| ВЫБРАННЫЙ ОТРЫВОК |

В старости он выработал себе нечто вроде собственной религии, в которой Богом было человеческое «Я», вернее, то, что в нем проявляется, то есть некая высшая мыслящая субстанция, странным образом обнаруживающаяся в каждом из нас. «…Чувство какой-то "бесконечности", с которой жил всю жизнь… чувство того, что я весь век называл Богом и своим "я", в котором несомненно Он – кто же иной, что же иное – то, живущее, само себя сознающее…»>74. (Эта убежденность в трансцендентности и даже безличности нашего «я» одна из причин отказа Бунина от «реалистического» психологизма.) И одновременно с этим крепло в нем сознание, что жизнь бесконечно страшна, и это делало приближение к смерти кошмарным.

Путанице в оценке религиозности и православности Бунина способствовала и та противоречивость, которая царила в представлениях самого Бунина о христианстве. Христианство рисовалось ему то исполненным пантеистической «радости бытия», «братской близости ко всему живому», «участия в красоте и гармонии светозарного космоса» (он даже доходит до утверждения, что «египетский пантеизм столь близок пантеизму христианства», Пг. IV. 152), то полным презрения к жизни, «отвращения от нее, от ее жестокости, грубости, животности»>75. Особенно мрачным представляется писателю именно русский, православный вариант христианства. «Говорят о нашей светлой радостной религии… ложь, ничто так не темно, страшно, жестоко, как наша религия, – вспоминает его слова Г. Кузнецова, – вспомните эти черные образа, страшные руки, ноги… А стояние по восемь часов, а ночные службы… Нет, не говорите мне о "светлой" милосердной нашей религии…»>76.

| ЗАДАНИЕ 1 |
Ответьте на вопросы по фрагменту о Бунине:
(а) Что было Богом в религии, которую Бунин выработал себе в старости?
(б) Чему, по утверждению Бунина, столь близок египетский пантеизм?
(в) Сколько часов стояния упоминается в словах Бунина, которые вспоминает Г. Кузнецова?
| ЗАДАНИЕ 2 |
Пожалуйста, воспроизведите без изменений часть фрагмента о Бунине от слов «В старости он» до слов «к смерти кошмарным.».

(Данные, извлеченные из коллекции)
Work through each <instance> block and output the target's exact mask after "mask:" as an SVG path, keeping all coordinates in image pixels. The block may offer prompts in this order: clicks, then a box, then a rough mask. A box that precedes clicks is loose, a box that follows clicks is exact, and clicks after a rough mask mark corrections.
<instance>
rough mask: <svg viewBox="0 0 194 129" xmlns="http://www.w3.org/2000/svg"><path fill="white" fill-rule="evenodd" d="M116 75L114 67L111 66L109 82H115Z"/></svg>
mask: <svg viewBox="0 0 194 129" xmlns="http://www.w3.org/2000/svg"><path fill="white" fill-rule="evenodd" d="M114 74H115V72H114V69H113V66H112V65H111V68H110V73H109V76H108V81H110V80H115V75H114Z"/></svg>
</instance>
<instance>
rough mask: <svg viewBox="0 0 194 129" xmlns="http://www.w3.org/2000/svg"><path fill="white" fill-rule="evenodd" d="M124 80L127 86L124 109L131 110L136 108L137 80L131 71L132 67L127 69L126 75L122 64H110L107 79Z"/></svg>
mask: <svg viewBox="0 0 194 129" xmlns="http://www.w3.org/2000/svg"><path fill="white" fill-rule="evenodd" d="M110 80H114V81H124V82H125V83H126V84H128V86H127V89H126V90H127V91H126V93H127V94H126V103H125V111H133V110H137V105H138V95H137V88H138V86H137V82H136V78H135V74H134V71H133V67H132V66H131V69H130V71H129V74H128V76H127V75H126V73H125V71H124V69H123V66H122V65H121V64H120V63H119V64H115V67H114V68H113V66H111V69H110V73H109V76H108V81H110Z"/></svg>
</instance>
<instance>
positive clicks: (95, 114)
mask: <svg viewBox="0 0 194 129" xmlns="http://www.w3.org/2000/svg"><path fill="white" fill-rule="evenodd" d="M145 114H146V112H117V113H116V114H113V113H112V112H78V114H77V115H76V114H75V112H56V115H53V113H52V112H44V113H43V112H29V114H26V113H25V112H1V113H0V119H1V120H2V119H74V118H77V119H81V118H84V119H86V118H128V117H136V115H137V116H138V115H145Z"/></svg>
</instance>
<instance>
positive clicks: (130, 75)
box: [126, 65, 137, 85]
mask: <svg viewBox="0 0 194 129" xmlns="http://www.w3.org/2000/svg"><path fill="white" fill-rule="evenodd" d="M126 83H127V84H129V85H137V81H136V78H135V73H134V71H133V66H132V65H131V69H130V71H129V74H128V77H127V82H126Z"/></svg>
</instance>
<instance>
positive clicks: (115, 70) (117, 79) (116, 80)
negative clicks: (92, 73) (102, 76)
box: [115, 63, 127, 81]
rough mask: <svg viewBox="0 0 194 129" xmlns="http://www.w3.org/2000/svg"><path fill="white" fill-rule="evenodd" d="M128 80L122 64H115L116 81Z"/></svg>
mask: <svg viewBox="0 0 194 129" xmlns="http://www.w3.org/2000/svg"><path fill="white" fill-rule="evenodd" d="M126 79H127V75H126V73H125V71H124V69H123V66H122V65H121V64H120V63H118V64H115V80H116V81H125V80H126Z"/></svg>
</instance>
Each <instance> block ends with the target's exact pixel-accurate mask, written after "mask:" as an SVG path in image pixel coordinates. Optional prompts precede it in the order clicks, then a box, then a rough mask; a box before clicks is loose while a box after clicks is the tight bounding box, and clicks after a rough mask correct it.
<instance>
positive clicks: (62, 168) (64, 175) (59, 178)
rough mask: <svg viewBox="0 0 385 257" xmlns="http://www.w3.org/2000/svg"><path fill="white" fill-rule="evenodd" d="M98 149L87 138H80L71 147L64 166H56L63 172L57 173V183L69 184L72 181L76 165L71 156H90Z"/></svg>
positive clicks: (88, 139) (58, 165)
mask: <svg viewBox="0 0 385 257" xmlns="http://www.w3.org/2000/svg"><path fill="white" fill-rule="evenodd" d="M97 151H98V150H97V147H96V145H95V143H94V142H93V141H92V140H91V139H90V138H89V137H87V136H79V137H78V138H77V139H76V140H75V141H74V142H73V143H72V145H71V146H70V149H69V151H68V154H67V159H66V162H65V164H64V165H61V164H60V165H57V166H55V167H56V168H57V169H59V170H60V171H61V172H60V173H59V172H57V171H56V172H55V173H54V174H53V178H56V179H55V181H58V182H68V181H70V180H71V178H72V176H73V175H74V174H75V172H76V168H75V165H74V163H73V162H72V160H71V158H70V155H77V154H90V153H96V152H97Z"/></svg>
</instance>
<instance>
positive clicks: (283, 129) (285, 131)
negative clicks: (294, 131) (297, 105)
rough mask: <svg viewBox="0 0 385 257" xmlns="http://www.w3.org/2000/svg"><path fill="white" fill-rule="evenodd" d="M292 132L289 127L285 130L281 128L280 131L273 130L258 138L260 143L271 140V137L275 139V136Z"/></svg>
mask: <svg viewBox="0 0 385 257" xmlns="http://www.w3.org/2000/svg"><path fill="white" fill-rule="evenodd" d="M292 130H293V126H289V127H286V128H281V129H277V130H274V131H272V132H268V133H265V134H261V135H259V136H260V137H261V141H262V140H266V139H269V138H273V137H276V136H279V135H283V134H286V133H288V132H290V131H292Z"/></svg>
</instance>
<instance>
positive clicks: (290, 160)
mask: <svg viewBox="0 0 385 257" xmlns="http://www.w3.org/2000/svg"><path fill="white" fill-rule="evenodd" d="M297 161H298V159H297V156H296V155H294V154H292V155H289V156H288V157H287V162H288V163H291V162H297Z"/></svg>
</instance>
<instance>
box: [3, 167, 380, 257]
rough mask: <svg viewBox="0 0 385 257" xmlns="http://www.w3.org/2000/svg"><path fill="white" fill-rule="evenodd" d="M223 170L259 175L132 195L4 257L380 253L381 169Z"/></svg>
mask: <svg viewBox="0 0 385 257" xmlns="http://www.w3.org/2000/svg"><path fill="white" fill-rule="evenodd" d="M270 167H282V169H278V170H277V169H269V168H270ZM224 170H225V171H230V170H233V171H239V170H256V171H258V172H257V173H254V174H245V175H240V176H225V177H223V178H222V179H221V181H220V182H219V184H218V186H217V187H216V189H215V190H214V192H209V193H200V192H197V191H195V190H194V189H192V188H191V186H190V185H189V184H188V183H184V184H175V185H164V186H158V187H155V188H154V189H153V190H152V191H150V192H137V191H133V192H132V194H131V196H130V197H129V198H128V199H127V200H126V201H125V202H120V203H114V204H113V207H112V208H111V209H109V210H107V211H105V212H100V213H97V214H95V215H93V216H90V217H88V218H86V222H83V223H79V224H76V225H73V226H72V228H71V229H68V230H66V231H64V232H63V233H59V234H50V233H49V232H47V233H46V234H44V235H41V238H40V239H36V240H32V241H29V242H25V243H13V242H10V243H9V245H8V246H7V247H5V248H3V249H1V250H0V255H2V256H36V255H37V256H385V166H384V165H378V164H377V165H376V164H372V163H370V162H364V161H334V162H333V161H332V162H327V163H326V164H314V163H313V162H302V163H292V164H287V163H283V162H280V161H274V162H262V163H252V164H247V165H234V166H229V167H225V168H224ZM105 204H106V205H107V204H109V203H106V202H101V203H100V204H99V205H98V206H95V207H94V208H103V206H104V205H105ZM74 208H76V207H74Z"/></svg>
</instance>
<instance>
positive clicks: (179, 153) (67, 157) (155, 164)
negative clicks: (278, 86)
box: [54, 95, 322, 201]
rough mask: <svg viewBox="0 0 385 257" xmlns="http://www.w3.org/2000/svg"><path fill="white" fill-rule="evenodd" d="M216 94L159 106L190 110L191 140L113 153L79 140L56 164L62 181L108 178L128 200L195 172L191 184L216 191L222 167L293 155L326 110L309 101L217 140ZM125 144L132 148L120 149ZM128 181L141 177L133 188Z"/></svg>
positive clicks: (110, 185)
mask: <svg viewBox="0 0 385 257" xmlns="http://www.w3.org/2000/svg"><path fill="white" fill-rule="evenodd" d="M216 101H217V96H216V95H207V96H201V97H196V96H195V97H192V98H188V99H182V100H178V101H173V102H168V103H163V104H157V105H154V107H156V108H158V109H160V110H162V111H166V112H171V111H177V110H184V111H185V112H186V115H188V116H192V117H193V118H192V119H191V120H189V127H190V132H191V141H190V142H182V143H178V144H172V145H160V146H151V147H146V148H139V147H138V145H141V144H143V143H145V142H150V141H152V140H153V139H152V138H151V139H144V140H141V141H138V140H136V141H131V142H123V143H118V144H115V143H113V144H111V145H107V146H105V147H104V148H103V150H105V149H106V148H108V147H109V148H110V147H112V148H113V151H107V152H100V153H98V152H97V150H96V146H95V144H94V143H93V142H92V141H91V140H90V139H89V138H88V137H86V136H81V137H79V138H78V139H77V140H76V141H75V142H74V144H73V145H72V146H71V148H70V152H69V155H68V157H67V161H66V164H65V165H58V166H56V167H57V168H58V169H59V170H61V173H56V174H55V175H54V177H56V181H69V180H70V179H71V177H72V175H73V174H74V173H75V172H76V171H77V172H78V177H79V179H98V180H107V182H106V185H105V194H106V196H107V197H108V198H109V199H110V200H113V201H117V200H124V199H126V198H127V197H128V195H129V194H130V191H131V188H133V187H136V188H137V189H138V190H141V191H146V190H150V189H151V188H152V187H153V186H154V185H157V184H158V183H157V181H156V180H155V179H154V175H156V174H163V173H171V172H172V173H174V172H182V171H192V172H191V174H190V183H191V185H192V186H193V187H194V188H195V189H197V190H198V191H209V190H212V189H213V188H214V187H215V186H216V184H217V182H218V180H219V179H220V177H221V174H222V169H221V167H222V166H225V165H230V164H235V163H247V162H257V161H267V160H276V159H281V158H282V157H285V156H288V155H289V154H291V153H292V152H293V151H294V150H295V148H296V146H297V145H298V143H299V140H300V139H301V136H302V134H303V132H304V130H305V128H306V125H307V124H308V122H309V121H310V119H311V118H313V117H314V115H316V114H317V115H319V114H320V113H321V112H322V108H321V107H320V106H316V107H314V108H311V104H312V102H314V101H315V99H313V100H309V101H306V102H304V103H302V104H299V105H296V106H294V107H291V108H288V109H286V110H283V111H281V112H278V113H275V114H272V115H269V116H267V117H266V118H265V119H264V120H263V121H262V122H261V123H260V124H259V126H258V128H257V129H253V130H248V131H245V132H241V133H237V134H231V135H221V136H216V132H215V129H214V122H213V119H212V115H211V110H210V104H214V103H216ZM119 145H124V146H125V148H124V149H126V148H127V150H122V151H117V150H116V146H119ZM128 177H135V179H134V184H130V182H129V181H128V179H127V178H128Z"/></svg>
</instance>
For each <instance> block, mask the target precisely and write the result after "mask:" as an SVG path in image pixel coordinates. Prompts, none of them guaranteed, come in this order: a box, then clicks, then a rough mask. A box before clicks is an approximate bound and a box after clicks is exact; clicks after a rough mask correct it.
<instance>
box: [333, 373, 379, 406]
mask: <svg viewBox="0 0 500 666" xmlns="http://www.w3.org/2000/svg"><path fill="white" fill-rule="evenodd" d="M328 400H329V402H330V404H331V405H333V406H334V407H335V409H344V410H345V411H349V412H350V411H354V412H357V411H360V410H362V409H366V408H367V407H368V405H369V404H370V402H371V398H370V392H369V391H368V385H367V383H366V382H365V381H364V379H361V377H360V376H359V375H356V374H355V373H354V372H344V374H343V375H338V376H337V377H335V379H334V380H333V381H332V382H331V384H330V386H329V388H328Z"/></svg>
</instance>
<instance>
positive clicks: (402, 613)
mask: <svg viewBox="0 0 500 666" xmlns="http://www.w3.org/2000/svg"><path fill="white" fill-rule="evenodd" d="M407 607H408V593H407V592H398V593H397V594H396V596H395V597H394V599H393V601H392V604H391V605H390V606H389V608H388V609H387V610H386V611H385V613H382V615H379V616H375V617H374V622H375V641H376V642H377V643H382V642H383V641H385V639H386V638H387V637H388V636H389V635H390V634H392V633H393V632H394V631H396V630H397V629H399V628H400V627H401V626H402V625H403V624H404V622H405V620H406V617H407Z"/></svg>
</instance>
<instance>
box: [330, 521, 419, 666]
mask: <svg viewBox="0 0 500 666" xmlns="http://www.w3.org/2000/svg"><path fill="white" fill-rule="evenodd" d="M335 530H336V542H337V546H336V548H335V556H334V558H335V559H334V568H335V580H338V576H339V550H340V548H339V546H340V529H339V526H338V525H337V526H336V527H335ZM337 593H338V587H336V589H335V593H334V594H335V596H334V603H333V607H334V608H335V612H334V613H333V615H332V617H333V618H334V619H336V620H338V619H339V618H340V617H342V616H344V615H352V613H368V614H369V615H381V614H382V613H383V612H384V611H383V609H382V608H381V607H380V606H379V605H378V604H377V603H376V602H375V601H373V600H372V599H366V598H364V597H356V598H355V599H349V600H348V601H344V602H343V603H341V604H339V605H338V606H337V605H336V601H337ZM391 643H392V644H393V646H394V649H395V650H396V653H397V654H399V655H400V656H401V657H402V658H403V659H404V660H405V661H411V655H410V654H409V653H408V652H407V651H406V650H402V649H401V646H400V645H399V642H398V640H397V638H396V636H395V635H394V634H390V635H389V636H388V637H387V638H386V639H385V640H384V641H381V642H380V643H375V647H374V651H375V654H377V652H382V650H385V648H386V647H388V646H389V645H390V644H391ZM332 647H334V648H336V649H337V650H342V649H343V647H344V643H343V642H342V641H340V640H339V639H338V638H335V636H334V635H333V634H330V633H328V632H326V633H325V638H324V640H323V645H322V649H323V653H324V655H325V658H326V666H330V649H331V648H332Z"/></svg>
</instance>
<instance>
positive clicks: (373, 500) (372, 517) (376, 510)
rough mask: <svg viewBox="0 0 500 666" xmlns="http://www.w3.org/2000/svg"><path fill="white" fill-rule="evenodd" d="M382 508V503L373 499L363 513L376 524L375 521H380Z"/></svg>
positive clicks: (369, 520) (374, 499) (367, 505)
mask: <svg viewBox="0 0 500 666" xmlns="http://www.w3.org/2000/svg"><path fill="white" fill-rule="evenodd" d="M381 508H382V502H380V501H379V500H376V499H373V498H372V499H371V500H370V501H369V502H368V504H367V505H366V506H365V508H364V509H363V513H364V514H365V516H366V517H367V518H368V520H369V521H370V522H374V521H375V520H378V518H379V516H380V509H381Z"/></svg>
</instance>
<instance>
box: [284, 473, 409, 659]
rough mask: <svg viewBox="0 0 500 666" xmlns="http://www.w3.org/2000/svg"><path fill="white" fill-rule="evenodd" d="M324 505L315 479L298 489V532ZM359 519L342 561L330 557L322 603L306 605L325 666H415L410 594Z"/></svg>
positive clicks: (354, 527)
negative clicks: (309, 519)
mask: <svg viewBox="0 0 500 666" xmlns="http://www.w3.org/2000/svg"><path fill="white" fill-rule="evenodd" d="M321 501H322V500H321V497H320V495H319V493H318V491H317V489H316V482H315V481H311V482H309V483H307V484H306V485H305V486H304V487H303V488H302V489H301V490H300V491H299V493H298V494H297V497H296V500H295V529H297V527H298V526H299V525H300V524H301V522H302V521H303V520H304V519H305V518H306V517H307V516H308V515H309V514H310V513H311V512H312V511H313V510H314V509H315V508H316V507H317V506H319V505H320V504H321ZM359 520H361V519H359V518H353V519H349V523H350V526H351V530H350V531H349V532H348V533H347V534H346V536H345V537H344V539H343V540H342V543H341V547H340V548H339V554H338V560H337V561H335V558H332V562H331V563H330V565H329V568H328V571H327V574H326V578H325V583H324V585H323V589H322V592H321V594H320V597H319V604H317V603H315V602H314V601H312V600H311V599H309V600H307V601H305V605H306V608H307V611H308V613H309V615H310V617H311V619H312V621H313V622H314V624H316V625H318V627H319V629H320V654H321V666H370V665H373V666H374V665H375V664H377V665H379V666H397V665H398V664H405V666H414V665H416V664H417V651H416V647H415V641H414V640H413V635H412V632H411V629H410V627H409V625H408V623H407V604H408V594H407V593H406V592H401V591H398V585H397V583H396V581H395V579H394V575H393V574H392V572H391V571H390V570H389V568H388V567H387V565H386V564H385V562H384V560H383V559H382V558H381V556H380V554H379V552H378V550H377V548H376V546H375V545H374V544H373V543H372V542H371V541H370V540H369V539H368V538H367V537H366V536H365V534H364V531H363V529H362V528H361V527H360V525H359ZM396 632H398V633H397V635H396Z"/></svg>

| ОТВЕТ 1 |
(а) Человеческое «Я», вернее, то, что в нем проявляется.
(б) Пантеизму христианства.
(в) Восемь часов.

| ОТВЕТ 2 |
В старости он выработал себе нечто вроде собственной религии, в которой Богом было человеческое «Я», вернее, то, что в нем проявляется, то есть некая высшая мыслящая субстанция, странным образом обнаруживающаяся в каждом из нас. «…Чувство какой-то "бесконечности", с которой жил всю жизнь… чувство того, что я весь век называл Богом и своим "я", в котором несомненно Он – кто же иной, что же иное – то, живущее, само себя сознающее…»>74. (Эта убежденность в трансцендентности и даже безличности нашего «я» одна из причин отказа Бунина от «реалистического» психологизма.) И одновременно с этим крепло в нем сознание, что жизнь бесконечно страшна, и это делало приближение к смерти кошмарным.